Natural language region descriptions
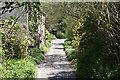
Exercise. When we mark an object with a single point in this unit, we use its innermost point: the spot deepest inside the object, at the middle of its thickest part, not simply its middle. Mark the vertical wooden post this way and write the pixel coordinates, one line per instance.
(27, 34)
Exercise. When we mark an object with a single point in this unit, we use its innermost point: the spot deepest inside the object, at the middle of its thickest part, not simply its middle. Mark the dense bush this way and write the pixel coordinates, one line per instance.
(60, 35)
(21, 68)
(52, 36)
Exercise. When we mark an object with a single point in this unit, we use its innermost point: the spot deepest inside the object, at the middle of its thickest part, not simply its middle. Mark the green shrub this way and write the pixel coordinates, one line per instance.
(36, 55)
(43, 49)
(70, 54)
(52, 36)
(60, 35)
(22, 68)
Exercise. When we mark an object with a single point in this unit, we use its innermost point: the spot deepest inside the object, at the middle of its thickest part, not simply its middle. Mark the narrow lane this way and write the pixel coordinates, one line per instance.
(55, 64)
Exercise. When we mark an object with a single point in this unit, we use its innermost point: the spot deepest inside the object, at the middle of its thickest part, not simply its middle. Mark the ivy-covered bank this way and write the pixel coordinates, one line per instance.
(15, 62)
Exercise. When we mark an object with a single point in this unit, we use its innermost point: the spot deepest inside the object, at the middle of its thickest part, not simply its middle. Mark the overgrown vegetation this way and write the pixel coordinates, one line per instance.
(93, 29)
(19, 51)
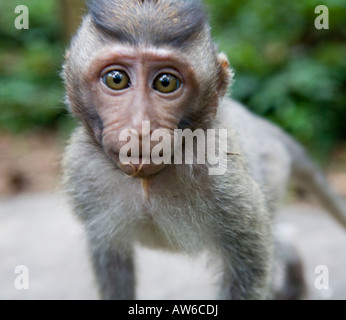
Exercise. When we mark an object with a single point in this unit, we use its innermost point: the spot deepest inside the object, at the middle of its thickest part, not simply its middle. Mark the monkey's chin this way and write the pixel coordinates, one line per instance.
(139, 170)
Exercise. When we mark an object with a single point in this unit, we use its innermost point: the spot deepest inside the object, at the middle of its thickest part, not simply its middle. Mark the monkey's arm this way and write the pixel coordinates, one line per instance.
(88, 179)
(273, 158)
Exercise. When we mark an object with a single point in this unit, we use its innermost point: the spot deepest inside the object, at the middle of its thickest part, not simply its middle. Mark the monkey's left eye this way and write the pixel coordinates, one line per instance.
(166, 83)
(116, 80)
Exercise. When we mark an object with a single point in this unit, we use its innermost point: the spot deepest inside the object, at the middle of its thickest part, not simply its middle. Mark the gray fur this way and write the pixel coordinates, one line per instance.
(187, 210)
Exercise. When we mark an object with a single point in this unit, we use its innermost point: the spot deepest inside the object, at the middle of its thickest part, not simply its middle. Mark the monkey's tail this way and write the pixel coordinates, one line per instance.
(309, 176)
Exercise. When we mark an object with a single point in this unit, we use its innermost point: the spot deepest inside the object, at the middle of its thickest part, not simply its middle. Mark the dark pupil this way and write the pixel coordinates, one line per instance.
(117, 78)
(165, 81)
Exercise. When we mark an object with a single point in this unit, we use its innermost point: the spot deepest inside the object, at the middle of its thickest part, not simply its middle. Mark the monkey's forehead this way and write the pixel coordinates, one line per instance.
(161, 22)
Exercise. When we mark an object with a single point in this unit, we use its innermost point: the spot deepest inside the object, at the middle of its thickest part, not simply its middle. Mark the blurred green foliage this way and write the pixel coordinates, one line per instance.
(31, 91)
(286, 70)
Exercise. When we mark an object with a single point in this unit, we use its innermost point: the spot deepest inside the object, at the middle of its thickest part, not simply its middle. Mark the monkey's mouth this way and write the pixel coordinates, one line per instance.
(140, 169)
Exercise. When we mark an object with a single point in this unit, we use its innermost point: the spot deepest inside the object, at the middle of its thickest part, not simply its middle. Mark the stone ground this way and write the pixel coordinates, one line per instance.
(38, 231)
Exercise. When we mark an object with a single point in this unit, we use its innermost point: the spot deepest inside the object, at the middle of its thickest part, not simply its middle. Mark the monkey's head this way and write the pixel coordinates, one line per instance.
(143, 60)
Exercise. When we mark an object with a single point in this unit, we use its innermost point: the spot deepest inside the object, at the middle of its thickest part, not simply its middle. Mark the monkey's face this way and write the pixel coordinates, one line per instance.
(134, 92)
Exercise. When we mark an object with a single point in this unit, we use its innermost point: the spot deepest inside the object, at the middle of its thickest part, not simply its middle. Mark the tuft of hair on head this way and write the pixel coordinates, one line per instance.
(156, 22)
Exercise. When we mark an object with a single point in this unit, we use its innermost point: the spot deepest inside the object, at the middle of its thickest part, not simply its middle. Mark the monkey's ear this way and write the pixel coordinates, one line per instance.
(225, 75)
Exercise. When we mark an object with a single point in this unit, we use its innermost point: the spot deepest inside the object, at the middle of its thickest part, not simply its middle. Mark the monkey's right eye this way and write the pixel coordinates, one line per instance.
(116, 80)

◆ **DESCRIPTION OF THE TASK**
The response consists of the data above printed line for line, with no pictures.

◆ **RESPONSE FOR THIS EXERCISE**
Exercise. When we mark an object with a single point in this unit, we use its innermost point: the spot deepest inside the object, at the middle of its thickest part, not simply its middle. Mark the vertical wooden post this way and write the pixel coordinates, one line per instance.
(27, 34)
Exercise. When we mark an object with a single point in this unit, we use its innermost point: the spot deepest inside the object, at the middle of its thickest part, not simply its middle. Mark the dense bush this way and write the pixel coordinates, one line per instance.
(60, 35)
(21, 68)
(52, 36)
Exercise. When we mark an object with a single point in this unit, we use its innermost point: the spot deepest inside the object, at the middle of its thickest part, not simply its middle. Mark the green shrub this way and write the pixel coordinates, one line per instance.
(36, 55)
(43, 49)
(70, 54)
(52, 36)
(60, 35)
(22, 68)
Exercise. When we mark an object with a single point in this unit, we use its innermost point: the spot deepest inside the object, at the middle of its thickest part, not simply its middle. Mark the narrow lane this way and write the pixel coordinates, one line per instance.
(55, 64)
Exercise. When we mark an object with a single point in this unit, we use its innermost point: the spot deepest inside the object, at the middle of its thickest part, not simply its middle. Mark the ivy-covered bank this way and write the pixel coordinates, one line per instance.
(15, 62)
Exercise. When we mark an object with a single point in this unit, we use its innermost point: the spot deepest inside the object, at the middle of its thickest part, not simply its middle. Mark the overgrown vegetation this way and write the pixel coordinates, one line per instance.
(93, 29)
(19, 51)
Exercise. When we mark an object with a single point in this unit, we use its innermost point: the spot deepest inside the object, at the middle of its thickest part, not simply its middle. Mark the monkey's chin this way and write the pixel coordinates, one line per instance.
(139, 170)
Exercise. When we mark an object with a single point in this unit, we use its innermost point: the spot deepest inside the object, at the middle of its thickest part, not simply its middle. Mark the monkey's arm this way and write the pixel coordinates, one line per instance.
(88, 179)
(273, 158)
Exercise. When we mark an object with a single point in this unit, we use its innermost point: the spot deepest inside the object, at the middle of its thickest part, not simply its middle. Mark the monkey's left eye this way and write the pixel coordinates, one line per instance.
(166, 83)
(116, 80)
Exercise. When we mark an object with a single point in this unit, we use its innermost point: the spot deepest inside the object, at the middle of its thickest part, not simply its middle. Mark the gray fur this way and write the pixel coordinates, one line per instance.
(187, 210)
Exercise. When we mark an object with a single point in this unit, we use its innermost point: the spot deepest inside the object, at the middle of its thickest part, not simply its middle. Mark the monkey's tail this way and write the pixel coordinates, one line per instance.
(309, 176)
Exercise. When we mark an object with a single point in this unit, we use its innermost point: the spot deepest inside the object, at the middle of its thickest part, not simply its middle. Mark the dark pupil this way and write the pixel coordinates, one line per instance.
(117, 78)
(165, 81)
Exercise. When we mark an object with a single point in this unit, we use its innermost point: the spot deepest inside the object, at the middle of its thickest part, not simply its middle. Mark the monkey's forehead this way and write the pixel coordinates, one line per instance.
(161, 22)
Exercise. When we mark an object with a single point in this unit, we use its innermost point: the spot deepest inside the object, at the middle of its thickest part, not simply its middle. Mark the blurred green foliage this way and write the pixel coordinates, one line per instance.
(31, 91)
(286, 70)
Exercise. When we mark an object with a single point in this unit, we use its innermost point: the spot deepest inside the object, at the middle of its thickest part, not simply its middle. Mark the monkey's mouth this way and write the pixel coordinates, one line per instance.
(140, 169)
Exercise. When we mark an object with a single point in this unit, we use its innermost point: the spot deepest inside the object, at the middle of its thickest part, not simply its middle. Mark the stone ground this way and write the pixel coordinates, one line per instance.
(38, 231)
Exercise. When we mark an object with a single point in this unit, we use its innermost point: the spot deepest inside the object, at the middle of its thickest part, not simply its middle. Mark the monkey's head this way and write the pixel coordinates, one line per instance.
(143, 60)
Exercise. When we mark an object with a single point in this unit, we use its innermost point: the spot deepest inside the object, at the middle of its thickest part, not simply its middle. Mark the monkey's face this way and write the pixel coordinates, one line per instance.
(134, 92)
Exercise. When we mark an object with a single point in this unit, we use its innermost point: the spot deepest inside the object, at the middle of its thickest part, not simply its middle. Mark the tuft of hair on head this way and write the pixel coordinates, one line per instance.
(156, 22)
Exercise. When we mark an object with a single point in this unit, we use its innermost point: the spot deepest inside the object, at the middle of its thickest part, not simply its middle. Mark the monkey's ear this way and write the pixel coordinates, one line per instance.
(225, 75)
Exercise. When we mark an object with a single point in this unit, we use its innermost point: the spot deepest inside the object, at the middle of its thickest part, not simply its middle. Mark the monkey's right eye this way and write the pixel coordinates, one line per instance.
(116, 80)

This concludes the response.